• [Texte]
━━━━━━━━━━━━━━━━

Comment et pourquoi comparer ? Nous proposons enfin aux jeunes chercheur·es (doctorant·es et post-doctorant·es) un atelier destiné à les aider à se préparer à la comparaison (internationale) à partir de la mise en perspective de leurs travaux et projets respectifs.

Session commune CR07-CR20

La socialisation politique de la jeunesse dans les régimes de post-vérité : comparaisons internationales

Ce symposium propose de s’intéresser aux parcours de socialisation dans les régimes de post vérité (la diffusion en masse de fausses nouvelles dans le but d’influer sur l’opinion publique) et d’éclairer cette analyse à la lumière de la comparaison internationale.

1. Identifier les formes que prennent dans différents pays ces phénomènes : Qui est concerné  en termes d’origine sociale, d’appartenance ethnique ou religieuse ? Quelle est la puissance de mobilisation de ces modèles ? Par quels moyens cheminent-ils ?

2. Tenter d’ouvrir quelques pistes d’interprétation : les réflexions qui se développent sur les mouvements de résistance montrent des populations à la recherche de nouvelles formes d’expression qui rendent compte de souffrances infra-politiques. Est-il possible de distinguer l’émergence de causes légitimes de tentatives de « gouvernement par le mensonge » ? Comment ces constructions font-elles tenir ensemble des héritages très anciens, comme le rejet des étrangers ou l’antisémitisme, avec des argumentations contemporaines ?

3. Identifier et analyser les tentatives de recadrage qui se mettent en place : Comment ces démarches se situent-elles entre deux écueils : la relativisation et la stigmatisation de catégories déjà victimes d’exclusion ? D’un pays à l’autre, les modes de traitement et de recadrage des fausses nouvelles, mais aussi d’éducation à y répondre différent-ils et, si oui, pourquoi ?

━━━━━━━━━━━━━━━━

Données
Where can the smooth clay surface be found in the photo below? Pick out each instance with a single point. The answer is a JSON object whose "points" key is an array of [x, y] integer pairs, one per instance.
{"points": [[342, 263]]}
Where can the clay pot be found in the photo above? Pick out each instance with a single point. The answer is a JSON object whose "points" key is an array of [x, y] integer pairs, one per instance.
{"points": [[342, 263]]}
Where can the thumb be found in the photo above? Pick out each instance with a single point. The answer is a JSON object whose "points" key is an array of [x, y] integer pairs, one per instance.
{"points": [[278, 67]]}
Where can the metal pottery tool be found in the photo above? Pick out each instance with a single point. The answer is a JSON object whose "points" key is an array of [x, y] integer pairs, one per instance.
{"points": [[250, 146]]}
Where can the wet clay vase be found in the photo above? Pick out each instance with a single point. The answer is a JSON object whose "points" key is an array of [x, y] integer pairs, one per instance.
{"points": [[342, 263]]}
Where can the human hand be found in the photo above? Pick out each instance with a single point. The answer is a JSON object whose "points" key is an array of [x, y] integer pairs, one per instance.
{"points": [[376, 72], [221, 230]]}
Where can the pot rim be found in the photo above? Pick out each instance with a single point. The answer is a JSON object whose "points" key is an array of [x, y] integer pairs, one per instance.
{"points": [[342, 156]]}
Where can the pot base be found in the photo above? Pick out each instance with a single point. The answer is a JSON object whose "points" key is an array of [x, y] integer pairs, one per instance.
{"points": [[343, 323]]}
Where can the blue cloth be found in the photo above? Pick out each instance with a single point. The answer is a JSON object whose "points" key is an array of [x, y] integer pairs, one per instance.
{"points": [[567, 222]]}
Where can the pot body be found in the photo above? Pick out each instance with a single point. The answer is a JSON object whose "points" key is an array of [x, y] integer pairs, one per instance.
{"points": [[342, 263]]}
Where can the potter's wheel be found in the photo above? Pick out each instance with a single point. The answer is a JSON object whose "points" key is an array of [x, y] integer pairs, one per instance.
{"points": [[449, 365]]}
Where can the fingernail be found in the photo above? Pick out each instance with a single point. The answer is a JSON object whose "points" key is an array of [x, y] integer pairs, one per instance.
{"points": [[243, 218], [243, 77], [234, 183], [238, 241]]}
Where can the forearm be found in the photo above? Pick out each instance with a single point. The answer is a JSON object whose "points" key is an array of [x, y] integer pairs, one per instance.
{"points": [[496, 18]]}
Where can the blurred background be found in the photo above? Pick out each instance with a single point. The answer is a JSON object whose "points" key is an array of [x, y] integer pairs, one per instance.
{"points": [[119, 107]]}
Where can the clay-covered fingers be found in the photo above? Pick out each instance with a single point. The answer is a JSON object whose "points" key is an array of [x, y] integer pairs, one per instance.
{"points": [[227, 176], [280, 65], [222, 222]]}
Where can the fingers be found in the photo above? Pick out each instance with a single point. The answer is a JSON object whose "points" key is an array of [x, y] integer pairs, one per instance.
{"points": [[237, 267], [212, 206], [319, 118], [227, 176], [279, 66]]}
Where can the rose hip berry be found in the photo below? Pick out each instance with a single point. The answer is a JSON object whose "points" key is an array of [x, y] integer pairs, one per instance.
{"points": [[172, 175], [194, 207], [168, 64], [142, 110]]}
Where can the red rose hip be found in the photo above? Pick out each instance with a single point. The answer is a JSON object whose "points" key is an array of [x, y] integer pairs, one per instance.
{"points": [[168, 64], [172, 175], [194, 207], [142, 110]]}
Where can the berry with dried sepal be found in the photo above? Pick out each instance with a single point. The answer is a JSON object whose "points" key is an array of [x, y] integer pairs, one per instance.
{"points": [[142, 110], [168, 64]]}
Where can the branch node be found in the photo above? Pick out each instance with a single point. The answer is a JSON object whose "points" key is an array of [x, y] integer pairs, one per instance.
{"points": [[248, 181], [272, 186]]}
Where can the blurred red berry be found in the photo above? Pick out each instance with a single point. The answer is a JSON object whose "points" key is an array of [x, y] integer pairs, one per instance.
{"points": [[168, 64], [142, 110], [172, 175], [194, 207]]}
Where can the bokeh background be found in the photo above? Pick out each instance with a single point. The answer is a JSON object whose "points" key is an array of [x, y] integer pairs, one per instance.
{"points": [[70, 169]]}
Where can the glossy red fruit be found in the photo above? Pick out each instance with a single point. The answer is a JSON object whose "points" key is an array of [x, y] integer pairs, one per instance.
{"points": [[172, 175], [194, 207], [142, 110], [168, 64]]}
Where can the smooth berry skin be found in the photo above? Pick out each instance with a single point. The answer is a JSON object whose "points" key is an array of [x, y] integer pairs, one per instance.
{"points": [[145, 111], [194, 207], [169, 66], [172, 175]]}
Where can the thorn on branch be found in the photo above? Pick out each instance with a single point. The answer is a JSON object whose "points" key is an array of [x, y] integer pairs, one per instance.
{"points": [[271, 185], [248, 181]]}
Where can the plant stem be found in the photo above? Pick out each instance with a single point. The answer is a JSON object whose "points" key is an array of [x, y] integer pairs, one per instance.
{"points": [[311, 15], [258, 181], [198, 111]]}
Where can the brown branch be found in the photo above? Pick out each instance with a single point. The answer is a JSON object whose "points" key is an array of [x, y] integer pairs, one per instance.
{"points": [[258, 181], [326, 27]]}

━━━━━━━━━━━━━━━━

• [Exercices]
1. Relevez, dans le texte sur la socialisation politique de la jeunesse, les trois objectifs numérotés du symposium. Citez pour chacun les mots qui précèdent les deux-points.
2. Dans le texte sur la socialisation politique de la jeunesse, présentez sous forme de liste le paragraphe commençant par « 2. Tenter d'ouvrir » en conservant ses idées principales.
3. Poursuivez le texte sur la socialisation politique de la jeunesse à partir de sa dernière phrase.

• [Corrigés]
1.
- Identifier les formes que prennent dans différents pays ces phénomènes
- Tenter d'ouvrir quelques pistes d'interprétation
- Identifier et analyser les tentatives de recadrage qui se mettent en place

2.
- Objectif : ouvrir quelques pistes d'interprétation.
- Constat : les réflexions sur les mouvements de résistance montrent des populations qui cherchent de nouvelles formes d'expression pour rendre compte de souffrances infra-politiques.
- Première question : peut-on distinguer l'émergence de causes légitimes des tentatives de « gouvernement par le mensonge » ?
- Seconde question : comment ces constructions associent-elles des héritages très anciens (rejet des étrangers, antisémitisme) à des argumentations contemporaines ?

3.
Session commune CR20-GT24

La famille à l'épreuve des changements moraux et institutionnels (et vice versa)

Cette session porte sur les nouvelles normativités morales ciblant les familles et la prise en charge du grand âge, qui font l’objet de politiques publiques variables selon les contextes nationaux. Comment s’institutionnalisent ces normativités morales relatives au « bien vieillir » et comment  se déclinent-elles selon les pays, au nom de quels principes moraux ou au prix de quels compromis ? D’un pays à l’autre et d’une communauté à l’autre, les modes d’accompagnement du grand âge et le soutien aux descendants varient considérablement. Ces variations témoignent de règles institutionnelles qui se réfèrent à des traditions parfois en tension, notamment au sein de mêmes pays où cohabitent des groupes sociaux d’origine et de culture diverses. Par ailleurs, les réponses institutionnelles nationalement apportées ne permettent pas toujours aux individus d’aller au bout de leurs choix ou de se comporter conformément à leurs principes moraux.

Les possibilités offertes de « choisir sa mort » nous paraissent fournir une illustration forte de l’état de la réflexion à la fois morale et institutionnelle dans différents pays du Nord ou du Sud, en fonction notamment de contextes culturels, politiques et religieux différents. Partout, des entrepreneurs moraux ou institutionnels s’efforcent de faire changer les règles et de construire un consensus au sein de forums sociétaux, savants ou politiques, sans pour autant éteindre toutes les controverses ni répondre à toutes les situations et demandes de choix de sa propre mort.

Les contributions pourront ainsi s’organiser autour des processus d’institutionnalisation (ou de désinstitutionnalisation) de nouvelles normativités morales et des expériences morales qui les accompagnent. La démarche comparative internationale  sera privilégiée : inter-sociétale, mais aussi inter-institutionnelle  ou inter-professionnelle.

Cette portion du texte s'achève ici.